Collection entries:
==*==
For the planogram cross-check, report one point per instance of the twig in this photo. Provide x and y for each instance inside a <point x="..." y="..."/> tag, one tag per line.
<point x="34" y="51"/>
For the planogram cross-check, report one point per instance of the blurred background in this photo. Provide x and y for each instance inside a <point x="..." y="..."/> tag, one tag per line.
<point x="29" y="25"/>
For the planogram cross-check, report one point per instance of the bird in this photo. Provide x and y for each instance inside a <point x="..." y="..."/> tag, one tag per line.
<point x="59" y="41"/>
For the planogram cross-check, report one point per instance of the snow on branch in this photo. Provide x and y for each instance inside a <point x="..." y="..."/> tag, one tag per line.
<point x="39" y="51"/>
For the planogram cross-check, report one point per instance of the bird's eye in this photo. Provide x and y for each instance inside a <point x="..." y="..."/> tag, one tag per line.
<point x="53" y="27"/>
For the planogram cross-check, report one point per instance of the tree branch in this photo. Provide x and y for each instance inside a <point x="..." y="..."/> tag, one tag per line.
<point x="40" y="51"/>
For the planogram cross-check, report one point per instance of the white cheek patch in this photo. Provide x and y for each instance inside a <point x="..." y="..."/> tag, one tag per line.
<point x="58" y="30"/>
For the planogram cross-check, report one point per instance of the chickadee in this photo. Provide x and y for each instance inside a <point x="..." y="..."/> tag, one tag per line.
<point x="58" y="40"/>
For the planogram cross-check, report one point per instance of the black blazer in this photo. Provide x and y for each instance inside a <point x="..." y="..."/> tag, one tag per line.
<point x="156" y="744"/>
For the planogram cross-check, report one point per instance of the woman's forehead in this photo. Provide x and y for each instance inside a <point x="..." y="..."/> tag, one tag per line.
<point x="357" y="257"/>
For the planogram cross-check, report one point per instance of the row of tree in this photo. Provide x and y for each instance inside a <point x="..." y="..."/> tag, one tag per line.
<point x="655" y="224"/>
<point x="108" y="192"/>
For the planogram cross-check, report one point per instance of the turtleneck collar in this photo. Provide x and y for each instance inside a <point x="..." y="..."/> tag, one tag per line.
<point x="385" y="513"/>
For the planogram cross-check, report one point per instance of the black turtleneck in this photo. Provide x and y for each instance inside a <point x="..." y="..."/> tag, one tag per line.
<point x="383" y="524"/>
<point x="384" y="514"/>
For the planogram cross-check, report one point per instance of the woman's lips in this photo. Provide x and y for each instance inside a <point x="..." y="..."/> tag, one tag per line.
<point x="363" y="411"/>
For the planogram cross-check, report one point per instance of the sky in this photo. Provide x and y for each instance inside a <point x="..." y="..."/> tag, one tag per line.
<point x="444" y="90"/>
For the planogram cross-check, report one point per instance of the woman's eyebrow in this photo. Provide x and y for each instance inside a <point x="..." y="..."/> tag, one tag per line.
==*==
* [Exercise aim]
Repeat what the records above say. Use their exact words.

* [Exercise response]
For the planogram cross-check, report one point per instance of the twig in this photo. Provide x and y for each instance inside a <point x="..." y="..."/> tag, one tag per line.
<point x="34" y="51"/>
For the planogram cross-check, report one point per instance of the blurred background in this photo. Provide x and y for each instance inside a <point x="..." y="..."/> tag, one tag per line.
<point x="29" y="25"/>
For the planogram cross-check, report one point per instance of the bird in this photo. Provide x and y for each instance inside a <point x="..." y="..."/> tag, one tag per line.
<point x="59" y="41"/>
For the planogram cross-check, report one point per instance of the snow on branch in this photo. Provide x and y for each instance inside a <point x="..." y="..."/> tag, one tag per line.
<point x="39" y="51"/>
For the planogram cross-check, report one point per instance of the bird's eye in this photo. Provide x and y for each instance inside a <point x="..." y="..."/> tag, one tag per line.
<point x="53" y="27"/>
For the planogram cross-check, report one point per instance of the tree branch in this photo. Provide x and y for each instance inside a <point x="..." y="..."/> tag, one tag per line.
<point x="40" y="51"/>
For the planogram cross-check, report one point per instance of the white cheek patch in this photo. Provide x and y for each instance inside a <point x="..." y="..."/> tag, one tag per line.
<point x="58" y="30"/>
For the planogram cross-check, report one point per instance of the chickadee in this photo. Provide x and y for each instance inside a <point x="..." y="..."/> tag, one tag per line.
<point x="58" y="40"/>
For the planogram cross-check, report one point per instance of the black blazer in this photo. Provide x and y for each instance inside a <point x="..." y="..."/> tag, one tag per line.
<point x="156" y="744"/>
For the planogram cross-check, report one point per instance of the woman's forehead in this photo. Provide x and y for each instance inside a <point x="..." y="..."/> tag, one tag per line.
<point x="357" y="257"/>
For the planogram cross-check, report one point per instance of the row of tree in this photo. Provide x and y for each instance inside a <point x="..." y="..."/> tag, one tag per line.
<point x="655" y="224"/>
<point x="108" y="192"/>
For the planogram cross-check, report one point per instance of the turtleneck collar in this photo. Provide x and y for each instance inside a <point x="..." y="..."/> tag, one tag per line.
<point x="385" y="513"/>
For the planogram cross-check, report one point per instance of the black turtleneck in this photo. Provide x and y for each instance inside a <point x="..." y="..."/> tag, one tag per line.
<point x="383" y="524"/>
<point x="384" y="514"/>
For the planogram cross-check, report one point per instance of the woman's lips in this photo. Provide x and y for each instance inside a <point x="..." y="..."/> tag, one tag per line.
<point x="363" y="411"/>
For the planogram cross-check, report one point per instance of the sky in this photo. Provide x and y for each instance inside a <point x="..." y="..."/> tag, one tag per line.
<point x="444" y="90"/>
For the planogram cross-check, report one point per instance of the woman's eyebrow in this photo. Provide x and y for each instance inside a <point x="..." y="..."/> tag, one tag per line.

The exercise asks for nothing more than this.